TASK STATEMENT:
Please decide whether each statement agrees with the article below on fossil ticks in amber, answering yes or no and quoting the words that settle it. 1. The amber studied came from Myanmar. 2. The results appeared in the journal Nature. 3. Peñalver says turning dinosaur DNA into a living creature would be easy.

Many of our readers are probably familiar with the premise of Jurassic Park, a series of novels by Michael Crichton that were taken to the big screen by Steven Spielberg in the 1990s. DNA extracted from a mosquito trapped in amber is used to bring dinosaurs back to life, and then chaos ensues.
New results from a detailed study of 99-million-year-old fossilized tree resin bear some resemblance to that fictional tale. The results are published in the journal Nature Communications.
Enrique Peñalver from the Spanish Geological Survey (IGME) and seven other colleagues examined a sample of parasites similar to modern ticks which were buried in chunks of amber from Myanmar dating back to the Mesozoic era. One of the parasites is entangled with plumage that belonged to a feathered dinosaur.
‘Ticks parasitized feathered dinosaurs; now we have direct evidence of it,” co-researcher Ricardo Pérez-de la Fuente of the Oxford University Museum of Natural History told BBC News.
Other notable discoveries from this research include a giant tick, eight times it original size, that researchers believe had been engorged with blood when it died, as well as two ticks that probably got trapped in resin while buzzing around a dinosaur nest. The latter pair are members of a newly described, but extinct, species of tick named Deinocroton draculi, or “Dracula’s terrible tick.”
For now, it seems that we are still far from turning Crichton’s imagined world into reality. As Peñalver explains in en e-mail, it would not be so easy to turn dino DNA into a living and breathing creature because, even with ancient DNA, there’s no ovum to use to develop an embryo.

MATERIAL SHOWN:

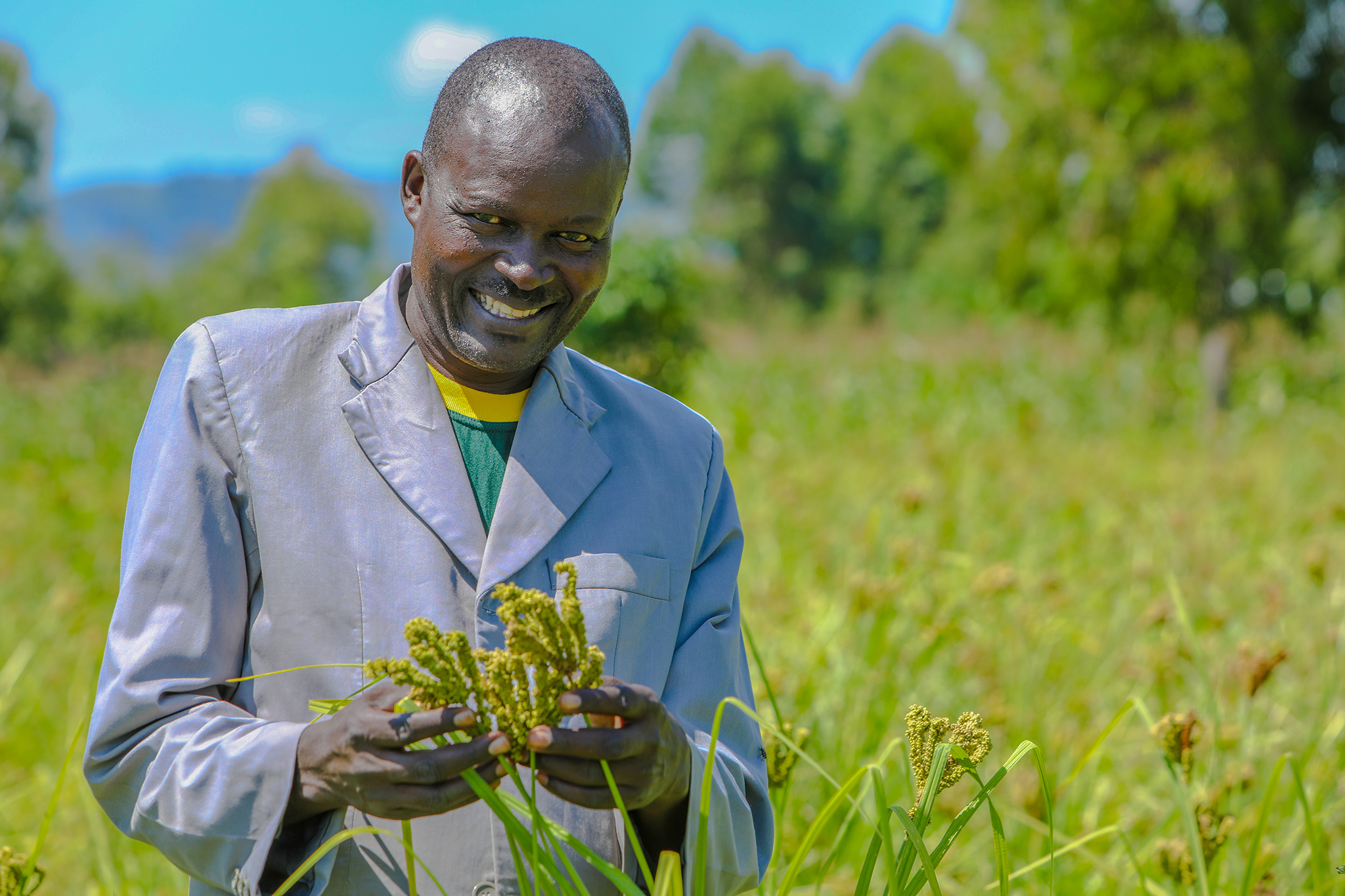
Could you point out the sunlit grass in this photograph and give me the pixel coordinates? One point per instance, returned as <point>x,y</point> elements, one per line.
<point>997,519</point>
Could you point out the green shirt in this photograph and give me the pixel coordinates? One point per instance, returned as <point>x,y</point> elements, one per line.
<point>485,425</point>
<point>485,446</point>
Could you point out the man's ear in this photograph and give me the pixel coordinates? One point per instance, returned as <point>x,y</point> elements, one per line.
<point>413,186</point>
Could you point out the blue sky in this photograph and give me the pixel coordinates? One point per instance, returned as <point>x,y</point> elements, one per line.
<point>146,88</point>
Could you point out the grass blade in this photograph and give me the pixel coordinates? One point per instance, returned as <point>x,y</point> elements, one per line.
<point>1188,817</point>
<point>816,829</point>
<point>1069,848</point>
<point>12,671</point>
<point>880,798</point>
<point>1097,744</point>
<point>871,860</point>
<point>669,879</point>
<point>1309,829</point>
<point>917,844</point>
<point>1262,819</point>
<point>766,683</point>
<point>51,803</point>
<point>509,802</point>
<point>630,826</point>
<point>1051,816</point>
<point>410,857</point>
<point>967,812</point>
<point>997,829</point>
<point>280,672</point>
<point>330,844</point>
<point>907,857</point>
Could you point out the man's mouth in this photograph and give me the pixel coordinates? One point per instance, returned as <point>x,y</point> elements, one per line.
<point>500,309</point>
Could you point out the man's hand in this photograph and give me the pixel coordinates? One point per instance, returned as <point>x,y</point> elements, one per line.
<point>642,743</point>
<point>359,759</point>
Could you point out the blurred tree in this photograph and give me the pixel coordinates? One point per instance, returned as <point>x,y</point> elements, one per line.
<point>1155,152</point>
<point>34,281</point>
<point>911,129</point>
<point>805,184</point>
<point>645,322</point>
<point>304,238</point>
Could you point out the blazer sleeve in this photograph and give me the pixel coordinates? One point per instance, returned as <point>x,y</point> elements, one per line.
<point>173,762</point>
<point>708,666</point>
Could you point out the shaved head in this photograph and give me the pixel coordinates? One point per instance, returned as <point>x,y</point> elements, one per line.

TASK RESULT:
1. Yes: "buried in chunks of amber from Myanmar"
2. No: "The results are published in the journal Nature Communications."
3. No: "it would not be so easy to turn dino DNA into a living and breathing creature"